RECORDS PROVIDED START
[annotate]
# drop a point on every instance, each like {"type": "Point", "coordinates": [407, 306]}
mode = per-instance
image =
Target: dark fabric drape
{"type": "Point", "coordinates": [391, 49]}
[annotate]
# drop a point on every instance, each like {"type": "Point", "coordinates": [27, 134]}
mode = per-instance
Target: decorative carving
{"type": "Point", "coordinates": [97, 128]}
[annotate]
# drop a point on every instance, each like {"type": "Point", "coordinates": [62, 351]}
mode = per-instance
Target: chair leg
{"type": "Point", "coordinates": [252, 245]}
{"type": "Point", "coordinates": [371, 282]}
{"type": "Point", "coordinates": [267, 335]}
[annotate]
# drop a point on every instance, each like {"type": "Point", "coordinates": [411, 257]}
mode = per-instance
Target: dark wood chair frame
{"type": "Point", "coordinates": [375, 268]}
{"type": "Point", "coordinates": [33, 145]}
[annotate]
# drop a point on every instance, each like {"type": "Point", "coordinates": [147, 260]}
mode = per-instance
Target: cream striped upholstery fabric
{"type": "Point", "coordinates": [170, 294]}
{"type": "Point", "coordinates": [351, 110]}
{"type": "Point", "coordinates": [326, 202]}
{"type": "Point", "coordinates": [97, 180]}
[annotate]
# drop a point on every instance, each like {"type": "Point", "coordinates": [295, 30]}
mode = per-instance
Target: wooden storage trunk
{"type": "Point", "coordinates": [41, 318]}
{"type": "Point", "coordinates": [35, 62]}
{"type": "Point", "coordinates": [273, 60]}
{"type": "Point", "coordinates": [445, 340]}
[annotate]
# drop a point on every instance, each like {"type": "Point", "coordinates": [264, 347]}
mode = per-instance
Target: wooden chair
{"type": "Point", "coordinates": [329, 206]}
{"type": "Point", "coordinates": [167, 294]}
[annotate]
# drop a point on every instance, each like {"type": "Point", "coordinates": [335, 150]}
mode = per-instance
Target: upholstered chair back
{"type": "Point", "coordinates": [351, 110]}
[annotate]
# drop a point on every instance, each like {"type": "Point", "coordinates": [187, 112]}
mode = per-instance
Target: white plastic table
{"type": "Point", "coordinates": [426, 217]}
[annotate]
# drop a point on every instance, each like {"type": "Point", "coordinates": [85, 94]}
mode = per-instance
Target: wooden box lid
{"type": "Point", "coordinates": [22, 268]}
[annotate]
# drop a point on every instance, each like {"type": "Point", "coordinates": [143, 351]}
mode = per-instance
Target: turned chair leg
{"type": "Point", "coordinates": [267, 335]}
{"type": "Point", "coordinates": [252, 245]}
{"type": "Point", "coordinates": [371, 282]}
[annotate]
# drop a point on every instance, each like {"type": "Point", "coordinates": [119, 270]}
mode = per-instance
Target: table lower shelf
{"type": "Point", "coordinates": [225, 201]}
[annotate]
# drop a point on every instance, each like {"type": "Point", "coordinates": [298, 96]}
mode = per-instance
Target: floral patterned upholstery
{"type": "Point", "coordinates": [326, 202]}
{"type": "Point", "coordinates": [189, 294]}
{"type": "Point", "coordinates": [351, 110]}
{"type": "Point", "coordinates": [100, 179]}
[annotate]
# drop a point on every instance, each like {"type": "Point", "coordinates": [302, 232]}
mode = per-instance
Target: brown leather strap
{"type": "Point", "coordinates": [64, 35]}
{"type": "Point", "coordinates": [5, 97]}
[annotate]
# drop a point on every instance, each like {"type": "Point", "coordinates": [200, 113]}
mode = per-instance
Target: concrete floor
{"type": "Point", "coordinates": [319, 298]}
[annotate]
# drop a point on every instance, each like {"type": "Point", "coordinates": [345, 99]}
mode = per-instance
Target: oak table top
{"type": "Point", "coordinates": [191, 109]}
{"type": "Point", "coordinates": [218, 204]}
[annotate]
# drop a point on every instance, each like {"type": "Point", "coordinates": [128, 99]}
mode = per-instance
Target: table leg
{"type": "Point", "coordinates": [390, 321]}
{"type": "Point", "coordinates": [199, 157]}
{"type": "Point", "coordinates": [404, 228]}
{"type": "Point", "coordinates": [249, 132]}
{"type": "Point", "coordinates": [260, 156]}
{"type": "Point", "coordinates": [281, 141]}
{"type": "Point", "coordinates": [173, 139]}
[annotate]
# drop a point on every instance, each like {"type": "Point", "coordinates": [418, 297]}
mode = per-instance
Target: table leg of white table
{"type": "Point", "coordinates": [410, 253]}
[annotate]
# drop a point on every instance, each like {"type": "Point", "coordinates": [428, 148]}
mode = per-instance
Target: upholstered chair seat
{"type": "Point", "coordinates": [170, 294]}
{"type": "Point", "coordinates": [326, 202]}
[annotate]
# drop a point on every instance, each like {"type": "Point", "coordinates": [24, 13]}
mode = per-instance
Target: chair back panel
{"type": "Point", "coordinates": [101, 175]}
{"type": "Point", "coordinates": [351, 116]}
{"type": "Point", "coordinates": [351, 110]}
RECORDS PROVIDED END
> [ASSIGNED TASK] Write the material out again word for word.

> [ANSWER SECTION]
[annotate]
# drop a point on every instance, each like {"type": "Point", "coordinates": [407, 306]}
mode = per-instance
image =
Target: dark fabric drape
{"type": "Point", "coordinates": [391, 49]}
[annotate]
# drop a point on every instance, each like {"type": "Point", "coordinates": [27, 134]}
mode = per-instance
Target: decorative carving
{"type": "Point", "coordinates": [97, 128]}
[annotate]
# drop a point on every instance, each like {"type": "Point", "coordinates": [62, 351]}
mode = per-instance
Target: chair leg
{"type": "Point", "coordinates": [252, 245]}
{"type": "Point", "coordinates": [371, 282]}
{"type": "Point", "coordinates": [267, 335]}
[annotate]
# drop a point on every instance, each like {"type": "Point", "coordinates": [411, 257]}
mode = per-instance
Target: dark wood chair frame
{"type": "Point", "coordinates": [375, 268]}
{"type": "Point", "coordinates": [33, 145]}
[annotate]
# drop a point on every instance, each like {"type": "Point", "coordinates": [147, 260]}
mode = per-instance
Target: cream striped upholstery fabric
{"type": "Point", "coordinates": [170, 294]}
{"type": "Point", "coordinates": [351, 110]}
{"type": "Point", "coordinates": [326, 202]}
{"type": "Point", "coordinates": [97, 180]}
[annotate]
# drop a point on every instance, each like {"type": "Point", "coordinates": [295, 30]}
mode = per-instance
Target: wooden storage trunk
{"type": "Point", "coordinates": [41, 318]}
{"type": "Point", "coordinates": [35, 62]}
{"type": "Point", "coordinates": [273, 60]}
{"type": "Point", "coordinates": [445, 340]}
[annotate]
# drop a point on every instance, each like {"type": "Point", "coordinates": [264, 347]}
mode = per-instance
Target: wooden chair
{"type": "Point", "coordinates": [329, 206]}
{"type": "Point", "coordinates": [167, 294]}
[annotate]
# drop a point on every instance, each like {"type": "Point", "coordinates": [335, 150]}
mode = per-instance
Target: upholstered chair back
{"type": "Point", "coordinates": [351, 110]}
[annotate]
# drop a point on every instance, each like {"type": "Point", "coordinates": [187, 112]}
mode = per-instance
Target: white plastic table
{"type": "Point", "coordinates": [426, 217]}
[annotate]
# drop a point on every instance, each like {"type": "Point", "coordinates": [85, 94]}
mode = per-instance
Target: wooden box lid
{"type": "Point", "coordinates": [22, 268]}
[annotate]
# drop a point on every instance, each like {"type": "Point", "coordinates": [143, 351]}
mode = per-instance
Target: turned chair leg
{"type": "Point", "coordinates": [267, 335]}
{"type": "Point", "coordinates": [252, 245]}
{"type": "Point", "coordinates": [371, 282]}
[annotate]
# drop a point on every instance, each like {"type": "Point", "coordinates": [119, 270]}
mode = per-instance
Target: table lower shelf
{"type": "Point", "coordinates": [225, 201]}
[annotate]
# drop a point on every instance, each like {"type": "Point", "coordinates": [298, 96]}
mode = per-instance
Target: floral patterned upholstery
{"type": "Point", "coordinates": [326, 202]}
{"type": "Point", "coordinates": [189, 294]}
{"type": "Point", "coordinates": [351, 110]}
{"type": "Point", "coordinates": [100, 179]}
[annotate]
# drop a point on every instance, each like {"type": "Point", "coordinates": [302, 232]}
mode = per-instance
Target: brown leather strap
{"type": "Point", "coordinates": [64, 35]}
{"type": "Point", "coordinates": [5, 97]}
[annotate]
# drop a point on every instance, each like {"type": "Point", "coordinates": [200, 113]}
mode = per-instance
Target: concrete floor
{"type": "Point", "coordinates": [319, 298]}
[annotate]
# drop a point on every instance, each like {"type": "Point", "coordinates": [345, 99]}
mode = per-instance
Target: oak table top
{"type": "Point", "coordinates": [191, 109]}
{"type": "Point", "coordinates": [218, 204]}
[annotate]
# drop a point on every instance, each like {"type": "Point", "coordinates": [128, 99]}
mode = per-instance
Target: table leg
{"type": "Point", "coordinates": [390, 321]}
{"type": "Point", "coordinates": [199, 157]}
{"type": "Point", "coordinates": [404, 228]}
{"type": "Point", "coordinates": [249, 132]}
{"type": "Point", "coordinates": [260, 156]}
{"type": "Point", "coordinates": [281, 141]}
{"type": "Point", "coordinates": [173, 139]}
[annotate]
# drop a point on every instance, each like {"type": "Point", "coordinates": [418, 297]}
mode = per-instance
Target: table leg of white table
{"type": "Point", "coordinates": [410, 253]}
[annotate]
# drop a point on every instance, each like {"type": "Point", "coordinates": [428, 148]}
mode = per-instance
Target: upholstered chair seat
{"type": "Point", "coordinates": [170, 294]}
{"type": "Point", "coordinates": [326, 202]}
[annotate]
# drop a point on every instance, each like {"type": "Point", "coordinates": [24, 13]}
mode = per-instance
Target: chair back panel
{"type": "Point", "coordinates": [101, 175]}
{"type": "Point", "coordinates": [351, 116]}
{"type": "Point", "coordinates": [351, 110]}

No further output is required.